:: Page text ::
──────────────────────────────

Chapter 2: Language Modeling Basics

10 min read

2.1 Bag of Words (BoW)

What it’s ultimately trying to achieve: The most fundamental problem when dealing with text in machine learning is that algorithms understand numbers, not words. BoW is one of the simplest, oldest, yet often effective, methods to convert a piece of text (a document) into a numerical vector that an ML model can then use, typically for tasks like classification (e.g., “Is this email spam or not?” or “What is the topic of this news article?”).
The Intuition (The “Bag”): Imagine you have a document. You take all the words, throw them into a “bag,” shake it up, and then count how many times each unique word appears (or simply note its presence/absence). The order of words is lost, just like items in a bag.
- Corpus: This is just the collection of all documents you’re working with.

──────────────────────────────

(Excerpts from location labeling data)
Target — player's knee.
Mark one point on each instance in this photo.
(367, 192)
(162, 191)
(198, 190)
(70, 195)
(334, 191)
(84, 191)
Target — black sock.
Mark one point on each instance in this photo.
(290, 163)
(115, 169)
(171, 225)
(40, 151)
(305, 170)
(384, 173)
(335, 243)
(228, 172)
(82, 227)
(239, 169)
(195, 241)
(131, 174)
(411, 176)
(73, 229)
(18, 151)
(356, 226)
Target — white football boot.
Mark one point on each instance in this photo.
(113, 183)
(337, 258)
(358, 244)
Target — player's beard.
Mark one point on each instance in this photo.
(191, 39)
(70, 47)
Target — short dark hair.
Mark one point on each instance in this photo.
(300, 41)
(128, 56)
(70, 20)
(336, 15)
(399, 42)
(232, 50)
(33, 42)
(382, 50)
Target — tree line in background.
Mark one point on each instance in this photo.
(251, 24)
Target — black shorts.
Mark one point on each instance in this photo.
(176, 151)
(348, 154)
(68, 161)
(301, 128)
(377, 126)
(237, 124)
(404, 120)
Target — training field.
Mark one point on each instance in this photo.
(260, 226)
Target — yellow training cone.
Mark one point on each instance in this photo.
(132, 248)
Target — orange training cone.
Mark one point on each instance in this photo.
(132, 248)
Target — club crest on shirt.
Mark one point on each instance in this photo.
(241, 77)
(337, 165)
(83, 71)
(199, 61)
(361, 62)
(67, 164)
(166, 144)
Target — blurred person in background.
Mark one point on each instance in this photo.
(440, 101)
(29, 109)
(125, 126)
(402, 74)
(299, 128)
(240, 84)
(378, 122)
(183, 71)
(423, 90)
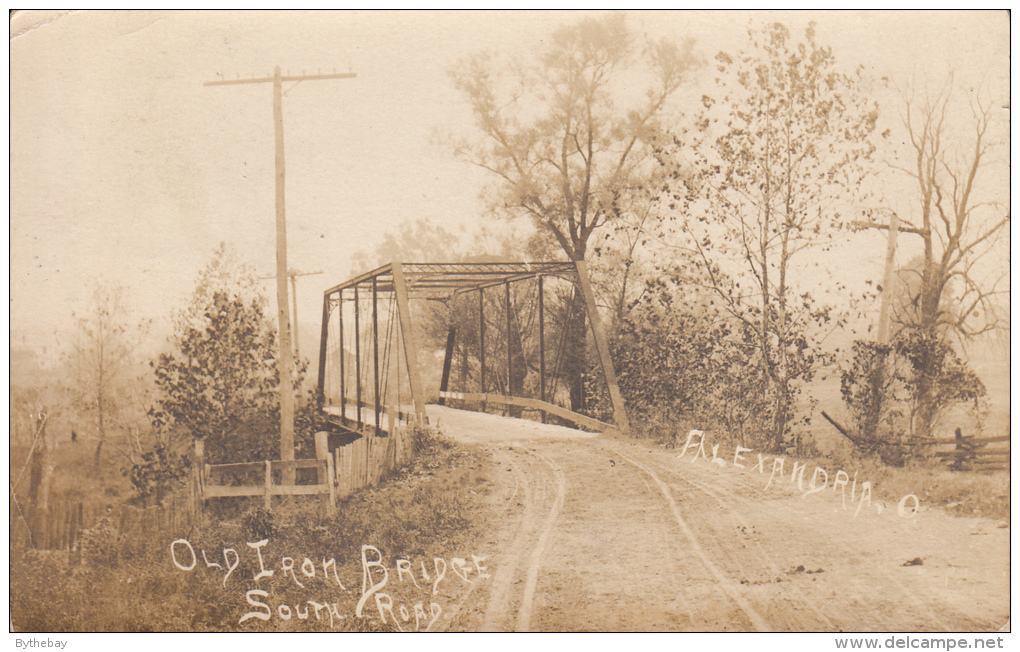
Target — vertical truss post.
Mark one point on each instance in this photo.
(375, 353)
(542, 346)
(481, 340)
(602, 346)
(509, 349)
(447, 363)
(410, 341)
(343, 354)
(357, 355)
(323, 341)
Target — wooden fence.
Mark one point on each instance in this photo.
(267, 487)
(367, 459)
(361, 462)
(974, 453)
(60, 525)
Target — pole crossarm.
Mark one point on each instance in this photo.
(284, 78)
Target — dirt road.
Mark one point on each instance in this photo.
(606, 534)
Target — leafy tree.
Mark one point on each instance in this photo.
(566, 139)
(219, 384)
(678, 356)
(775, 159)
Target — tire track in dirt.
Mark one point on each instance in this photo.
(725, 584)
(500, 596)
(906, 599)
(527, 600)
(767, 559)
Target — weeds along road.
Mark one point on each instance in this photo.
(607, 534)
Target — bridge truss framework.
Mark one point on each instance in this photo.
(367, 407)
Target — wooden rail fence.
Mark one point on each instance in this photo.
(972, 452)
(361, 462)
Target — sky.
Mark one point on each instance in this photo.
(124, 168)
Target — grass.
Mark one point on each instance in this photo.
(131, 584)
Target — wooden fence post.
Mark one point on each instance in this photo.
(268, 485)
(199, 475)
(330, 473)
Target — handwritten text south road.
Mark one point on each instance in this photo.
(375, 575)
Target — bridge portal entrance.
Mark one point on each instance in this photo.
(483, 336)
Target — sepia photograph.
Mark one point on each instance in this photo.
(676, 321)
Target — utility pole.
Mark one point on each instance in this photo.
(883, 313)
(286, 354)
(294, 299)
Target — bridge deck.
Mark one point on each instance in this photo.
(480, 428)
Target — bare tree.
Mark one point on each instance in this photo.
(961, 223)
(102, 360)
(571, 146)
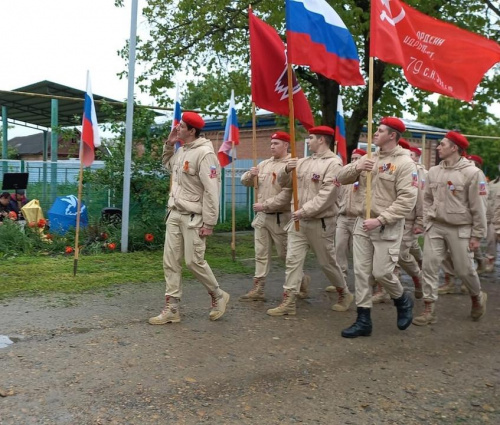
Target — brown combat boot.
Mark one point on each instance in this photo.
(418, 286)
(257, 292)
(379, 295)
(219, 303)
(449, 285)
(304, 287)
(428, 316)
(478, 305)
(344, 301)
(169, 314)
(287, 306)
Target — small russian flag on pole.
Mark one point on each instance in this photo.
(177, 116)
(90, 131)
(226, 152)
(340, 131)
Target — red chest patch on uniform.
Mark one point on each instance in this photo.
(482, 188)
(414, 179)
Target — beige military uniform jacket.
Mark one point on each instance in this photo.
(349, 198)
(394, 185)
(493, 189)
(316, 189)
(417, 214)
(456, 195)
(195, 179)
(273, 197)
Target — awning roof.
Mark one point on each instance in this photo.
(33, 104)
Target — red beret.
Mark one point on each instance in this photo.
(193, 119)
(404, 143)
(281, 135)
(322, 129)
(476, 158)
(418, 151)
(394, 123)
(358, 152)
(458, 139)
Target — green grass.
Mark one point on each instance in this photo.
(28, 274)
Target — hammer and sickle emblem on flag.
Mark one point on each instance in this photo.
(281, 85)
(385, 17)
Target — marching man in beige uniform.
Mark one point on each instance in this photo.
(272, 213)
(193, 210)
(414, 226)
(317, 215)
(415, 154)
(455, 220)
(377, 240)
(350, 196)
(491, 239)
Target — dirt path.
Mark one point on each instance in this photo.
(93, 359)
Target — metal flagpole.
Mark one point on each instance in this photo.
(128, 128)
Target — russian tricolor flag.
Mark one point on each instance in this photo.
(90, 131)
(226, 152)
(177, 116)
(340, 131)
(318, 38)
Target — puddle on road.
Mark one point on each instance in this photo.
(5, 341)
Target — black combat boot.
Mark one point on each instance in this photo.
(362, 326)
(404, 304)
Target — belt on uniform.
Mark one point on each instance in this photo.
(277, 217)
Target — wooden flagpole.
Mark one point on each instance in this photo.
(369, 139)
(254, 150)
(233, 206)
(77, 230)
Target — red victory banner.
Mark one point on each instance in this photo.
(435, 56)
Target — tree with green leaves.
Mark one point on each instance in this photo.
(471, 120)
(208, 43)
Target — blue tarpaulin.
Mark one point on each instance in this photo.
(62, 214)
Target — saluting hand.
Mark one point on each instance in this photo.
(254, 171)
(364, 164)
(172, 137)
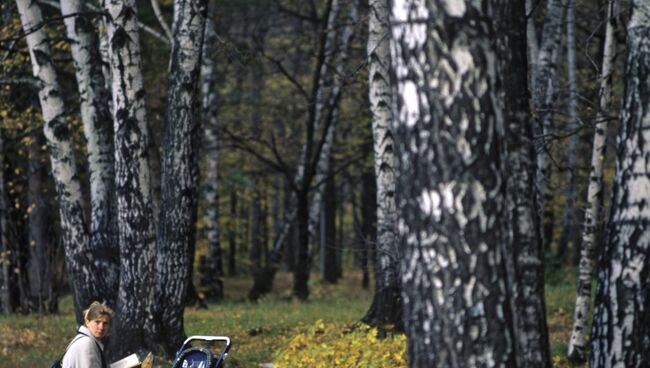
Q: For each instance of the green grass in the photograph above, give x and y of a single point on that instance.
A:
(261, 329)
(257, 330)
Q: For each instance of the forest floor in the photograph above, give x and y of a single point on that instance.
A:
(275, 327)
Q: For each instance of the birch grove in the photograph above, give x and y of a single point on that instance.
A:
(578, 341)
(64, 169)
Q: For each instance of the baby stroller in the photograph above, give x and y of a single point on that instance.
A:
(201, 357)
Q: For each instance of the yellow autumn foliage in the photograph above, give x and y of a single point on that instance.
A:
(336, 345)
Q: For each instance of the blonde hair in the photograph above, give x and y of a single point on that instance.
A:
(96, 310)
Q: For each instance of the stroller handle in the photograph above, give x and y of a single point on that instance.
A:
(208, 338)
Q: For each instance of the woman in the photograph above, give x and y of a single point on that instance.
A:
(86, 349)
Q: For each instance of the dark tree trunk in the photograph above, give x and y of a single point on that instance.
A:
(329, 229)
(450, 186)
(621, 325)
(526, 271)
(232, 235)
(132, 183)
(41, 242)
(98, 130)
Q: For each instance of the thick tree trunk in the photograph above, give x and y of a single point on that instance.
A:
(97, 123)
(132, 182)
(526, 273)
(212, 283)
(386, 308)
(64, 171)
(621, 325)
(450, 186)
(180, 174)
(578, 341)
(568, 227)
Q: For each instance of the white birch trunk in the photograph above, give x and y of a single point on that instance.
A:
(578, 341)
(97, 124)
(572, 150)
(211, 152)
(621, 330)
(64, 170)
(386, 307)
(132, 179)
(544, 75)
(532, 43)
(180, 173)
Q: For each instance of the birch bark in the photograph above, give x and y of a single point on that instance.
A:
(64, 170)
(132, 181)
(449, 189)
(386, 304)
(579, 339)
(97, 124)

──────────────────────────────

:: Exercise details ::
Carry the bag-of-words chapter forward from the point where it stops. The items have no connection to the language modeling text.

:: Written reply ::
- Tokenization: Before you can count, you need to define what a “word” (or more generally, a “token”) is. This involves splitting text into pieces – usually words, but sometimes subwords. We often convert everything to lowercase and remove punctuation to treat “The” and “the” as the same.
- Vocabulary: This is the list of all unique tokens found across your entire corpus.
- Vectorization: For each document, you create a vector. The length of this vector is the size of your vocabulary. Each position in the vector corresponds to a unique word in the vocabulary. The value at that position can be:
  - Binary: 1 if the word is in the document, 0 if not.
  - Count: The number of times the word appears in the document.
  - (Later, we’d see TF-IDF, but for basic BoW, counts or binary are common). This collection of vectors forms a Document-Term Matrix (DTM), where rows are documents and columns are terms (tokens) from the vocabulary.
Realism and Limitations:
- Sparsity: Most documents only contain a small subset of the entire vocabulary. So, these BoW vectors are usually very sparse (mostly zeros), which can be inefficient.
- Loss of Order: “Man bites dog” and “Dog bites man” would have very similar (or identical) BoW representations, even though their meanings are opposite. Context is lost.
- No Semantic Understanding: “Automobile” and “car” are treated as completely different words, even though they are synonyms. The model has no inherent understanding of their similarity.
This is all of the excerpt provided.